- **Challenge**:
Go through the records and give each one again exactly.

- **Extracted data**:

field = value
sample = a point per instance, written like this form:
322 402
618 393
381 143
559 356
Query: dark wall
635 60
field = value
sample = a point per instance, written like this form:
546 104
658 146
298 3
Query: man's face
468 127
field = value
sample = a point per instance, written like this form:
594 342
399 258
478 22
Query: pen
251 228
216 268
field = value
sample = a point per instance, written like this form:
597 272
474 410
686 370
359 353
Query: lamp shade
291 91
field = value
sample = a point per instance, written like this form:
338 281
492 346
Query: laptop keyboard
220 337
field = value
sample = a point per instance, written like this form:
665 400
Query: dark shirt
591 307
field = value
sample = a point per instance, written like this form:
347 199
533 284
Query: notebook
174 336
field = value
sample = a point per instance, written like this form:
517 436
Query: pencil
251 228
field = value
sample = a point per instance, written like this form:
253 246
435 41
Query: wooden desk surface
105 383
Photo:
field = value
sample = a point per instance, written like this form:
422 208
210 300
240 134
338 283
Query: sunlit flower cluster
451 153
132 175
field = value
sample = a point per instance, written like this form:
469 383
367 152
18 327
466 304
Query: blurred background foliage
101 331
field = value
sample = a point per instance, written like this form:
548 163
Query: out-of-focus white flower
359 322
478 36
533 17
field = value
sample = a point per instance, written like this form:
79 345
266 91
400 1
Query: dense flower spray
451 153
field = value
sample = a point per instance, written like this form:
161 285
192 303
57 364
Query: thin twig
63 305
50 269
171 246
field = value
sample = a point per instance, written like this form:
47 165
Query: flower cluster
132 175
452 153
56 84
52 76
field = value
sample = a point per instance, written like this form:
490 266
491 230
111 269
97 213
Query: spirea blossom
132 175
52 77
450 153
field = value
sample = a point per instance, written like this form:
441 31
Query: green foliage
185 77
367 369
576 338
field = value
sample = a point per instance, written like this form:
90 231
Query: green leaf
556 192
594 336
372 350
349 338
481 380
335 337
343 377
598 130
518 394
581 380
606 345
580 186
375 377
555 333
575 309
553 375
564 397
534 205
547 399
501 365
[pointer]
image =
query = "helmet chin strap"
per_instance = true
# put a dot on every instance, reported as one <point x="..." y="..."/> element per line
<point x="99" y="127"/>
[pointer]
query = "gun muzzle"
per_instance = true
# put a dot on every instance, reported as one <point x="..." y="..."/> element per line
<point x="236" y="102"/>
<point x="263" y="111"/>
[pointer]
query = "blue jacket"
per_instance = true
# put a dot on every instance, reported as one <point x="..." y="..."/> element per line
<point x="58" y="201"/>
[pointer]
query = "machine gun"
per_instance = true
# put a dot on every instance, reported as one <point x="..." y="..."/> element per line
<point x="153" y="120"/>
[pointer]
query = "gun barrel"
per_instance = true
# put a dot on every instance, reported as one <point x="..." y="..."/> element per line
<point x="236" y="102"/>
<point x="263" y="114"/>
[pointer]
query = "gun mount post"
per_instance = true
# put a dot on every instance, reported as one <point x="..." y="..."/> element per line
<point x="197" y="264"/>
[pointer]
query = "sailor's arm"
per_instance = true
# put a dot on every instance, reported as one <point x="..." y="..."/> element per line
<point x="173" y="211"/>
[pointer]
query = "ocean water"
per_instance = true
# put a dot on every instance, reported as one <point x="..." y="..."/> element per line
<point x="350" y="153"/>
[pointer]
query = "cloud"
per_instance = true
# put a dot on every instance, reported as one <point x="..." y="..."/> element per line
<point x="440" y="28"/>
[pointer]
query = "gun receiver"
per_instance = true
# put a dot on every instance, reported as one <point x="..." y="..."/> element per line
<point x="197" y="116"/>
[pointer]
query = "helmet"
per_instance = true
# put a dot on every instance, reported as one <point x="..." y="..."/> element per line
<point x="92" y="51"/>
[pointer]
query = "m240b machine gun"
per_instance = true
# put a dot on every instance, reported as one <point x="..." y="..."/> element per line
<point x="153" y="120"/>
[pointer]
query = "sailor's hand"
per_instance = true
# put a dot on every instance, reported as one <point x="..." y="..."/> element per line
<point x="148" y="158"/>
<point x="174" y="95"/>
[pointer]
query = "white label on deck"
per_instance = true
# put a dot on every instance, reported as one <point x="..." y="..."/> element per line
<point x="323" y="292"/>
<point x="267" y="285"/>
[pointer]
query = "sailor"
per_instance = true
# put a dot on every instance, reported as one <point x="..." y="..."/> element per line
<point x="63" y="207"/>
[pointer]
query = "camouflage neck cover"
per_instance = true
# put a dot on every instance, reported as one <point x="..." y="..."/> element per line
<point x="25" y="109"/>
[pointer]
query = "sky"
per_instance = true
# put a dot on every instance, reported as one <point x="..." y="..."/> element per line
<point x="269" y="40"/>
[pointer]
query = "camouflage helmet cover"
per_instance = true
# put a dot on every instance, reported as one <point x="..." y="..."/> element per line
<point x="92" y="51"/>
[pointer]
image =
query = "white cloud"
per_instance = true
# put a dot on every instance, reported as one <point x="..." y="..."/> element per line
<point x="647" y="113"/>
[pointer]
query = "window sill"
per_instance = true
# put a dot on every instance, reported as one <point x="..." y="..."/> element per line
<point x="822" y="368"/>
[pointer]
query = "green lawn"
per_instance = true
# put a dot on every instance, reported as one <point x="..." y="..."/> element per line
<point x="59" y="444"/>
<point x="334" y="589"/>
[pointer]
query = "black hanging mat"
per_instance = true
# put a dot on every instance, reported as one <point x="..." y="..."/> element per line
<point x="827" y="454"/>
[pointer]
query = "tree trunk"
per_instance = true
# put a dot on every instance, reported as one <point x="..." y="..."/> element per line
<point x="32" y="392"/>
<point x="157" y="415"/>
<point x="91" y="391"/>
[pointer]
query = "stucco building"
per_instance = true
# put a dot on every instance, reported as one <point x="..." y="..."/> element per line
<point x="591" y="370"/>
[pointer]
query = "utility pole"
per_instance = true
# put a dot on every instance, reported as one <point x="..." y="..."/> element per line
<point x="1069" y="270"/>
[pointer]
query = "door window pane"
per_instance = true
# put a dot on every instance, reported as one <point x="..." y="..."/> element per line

- **The output**:
field = value
sample = a point per instance, written like this form:
322 402
618 393
381 143
559 356
Query: dark wall
635 60
field = value
sample = a point per instance, written like this form:
546 104
658 146
298 3
Query: man's face
468 127
field = value
sample = a point per instance, written like this form:
594 342
399 258
478 22
Query: pen
251 228
216 268
field = value
sample = a point per instance, written like this form:
597 272
474 410
686 370
359 353
Query: lamp shade
291 91
field = value
sample = a point per instance, written like this form:
338 281
492 346
Query: laptop keyboard
220 337
field = value
sample = a point per instance, written like this form:
665 400
Query: dark shirt
591 307
field = value
sample = a point per instance, written like this form:
347 199
533 284
Query: notebook
174 336
field = value
sample = a point per instance, written like this form:
517 436
Query: pencil
251 228
field = value
sample = a point per instance, written like this form:
253 246
435 41
Query: wooden desk surface
105 383
Photo:
field = value
sample = a point per instance, written like this form:
422 208
210 300
240 134
338 283
Query: sunlit flower cluster
451 153
132 175
field = value
sample = a point per instance, written like this form:
469 383
367 152
18 327
466 304
Query: blurred background foliage
101 331
field = value
sample = a point per instance, written like this form:
548 163
Query: out-of-focus white flower
359 322
478 36
533 17
field = value
sample = a point per instance, written like this form:
79 345
266 91
400 1
Query: dense flower spray
451 153
field = value
sample = a point per instance, written like this form:
161 285
192 303
57 364
Query: thin twig
63 305
50 269
171 246
field = value
sample = a point per instance, written like this form:
47 165
Query: flower cluster
132 175
452 153
56 84
52 76
field = value
sample = a point per instance, written like this form:
490 266
491 230
111 269
97 213
Query: spirea blossom
132 175
52 77
450 153
field = value
sample = a point per instance, written like this form:
441 31
Query: green foliage
185 77
367 369
576 338
field = value
sample = a point per instance, written like this form:
90 231
Query: green leaf
556 192
594 336
372 350
349 338
481 380
335 337
343 377
598 130
518 394
581 380
606 345
580 186
375 377
555 333
575 309
553 375
564 397
534 205
547 399
501 365
[pointer]
image =
query = "helmet chin strap"
per_instance = true
# put a dot on every instance, reported as one <point x="..." y="..."/> element per line
<point x="99" y="127"/>
[pointer]
query = "gun muzzle"
per_instance = true
# put a dot on every instance, reported as one <point x="..." y="..."/> element per line
<point x="236" y="102"/>
<point x="263" y="111"/>
[pointer]
query = "blue jacket"
per_instance = true
# put a dot on every instance, reported as one <point x="..." y="..."/> element per line
<point x="58" y="201"/>
[pointer]
query = "machine gun"
per_instance = true
# put a dot on every instance, reported as one <point x="..." y="..."/> element per line
<point x="153" y="120"/>
[pointer]
query = "gun barrel"
per_instance = true
# put a dot on every instance, reported as one <point x="..." y="..."/> element per line
<point x="236" y="102"/>
<point x="263" y="114"/>
[pointer]
query = "gun mount post"
per_instance = true
# put a dot on every instance, reported as one <point x="..." y="..."/> element per line
<point x="197" y="264"/>
[pointer]
query = "sailor's arm"
per_instance = true
# put a dot on every instance, reported as one <point x="..." y="..."/> element per line
<point x="173" y="211"/>
[pointer]
query = "ocean water"
per_instance = true
# put a dot on every instance, reported as one <point x="..." y="..."/> element per line
<point x="350" y="153"/>
[pointer]
query = "cloud"
per_instance = true
# put a dot on every instance, reported as one <point x="..." y="..."/> element per line
<point x="440" y="28"/>
[pointer]
query = "gun receiver"
per_instance = true
# put a dot on every instance, reported as one <point x="..." y="..."/> element per line
<point x="197" y="116"/>
[pointer]
query = "helmet"
per_instance = true
# put a dot on every instance, reported as one <point x="..." y="..."/> element per line
<point x="92" y="51"/>
[pointer]
query = "m240b machine gun"
per_instance = true
# put a dot on every instance, reported as one <point x="..." y="..."/> element per line
<point x="153" y="120"/>
[pointer]
query = "sailor's hand"
per_instance = true
# put a dot on every instance, reported as one <point x="..." y="..."/> element per line
<point x="148" y="158"/>
<point x="174" y="95"/>
[pointer]
query = "white label on deck"
per_instance = true
# put a dot on every instance, reported as one <point x="..." y="..."/> element per line
<point x="323" y="292"/>
<point x="267" y="285"/>
[pointer]
query = "sailor"
per_instance = true
# put a dot on every instance, reported as one <point x="..." y="..."/> element per line
<point x="63" y="207"/>
[pointer]
query = "camouflage neck cover"
per_instance = true
# put a dot on every instance, reported as one <point x="..." y="..."/> element per line
<point x="25" y="109"/>
[pointer]
query = "sky"
per_instance = true
# put a dot on every instance, reported as one <point x="..." y="..."/> element per line
<point x="269" y="40"/>
[pointer]
query = "camouflage helmet cover"
per_instance = true
# put a dot on every instance, reported as one <point x="..." y="..."/> element per line
<point x="92" y="51"/>
[pointer]
image =
query = "white cloud"
per_instance = true
# put a dot on every instance, reported as one <point x="..." y="..."/> element per line
<point x="647" y="113"/>
[pointer]
query = "window sill"
per_instance = true
# put a dot on every instance, reported as one <point x="..." y="..."/> element per line
<point x="822" y="368"/>
[pointer]
query = "green lawn"
per_instance = true
# put a dot on every instance, reported as one <point x="..." y="..."/> element per line
<point x="59" y="444"/>
<point x="334" y="589"/>
[pointer]
query = "black hanging mat"
per_instance = true
# put a dot on every instance, reported as one <point x="..." y="..."/> element per line
<point x="827" y="454"/>
[pointer]
query = "tree trunk"
per_instance = true
# put a dot on every instance, reported as one <point x="..." y="..."/> element per line
<point x="32" y="392"/>
<point x="157" y="415"/>
<point x="91" y="391"/>
[pointer]
query = "stucco building"
per_instance = true
# put a dot on every instance, reported as one <point x="..." y="..."/> element per line
<point x="591" y="370"/>
[pointer]
query = "utility pole"
per_instance = true
# put a dot on every instance, reported as one <point x="..." y="..."/> element per line
<point x="1069" y="270"/>
[pointer]
query = "door window pane"
per_instance = true
# put a dot on every instance, reported as one <point x="..." y="..."/> element per line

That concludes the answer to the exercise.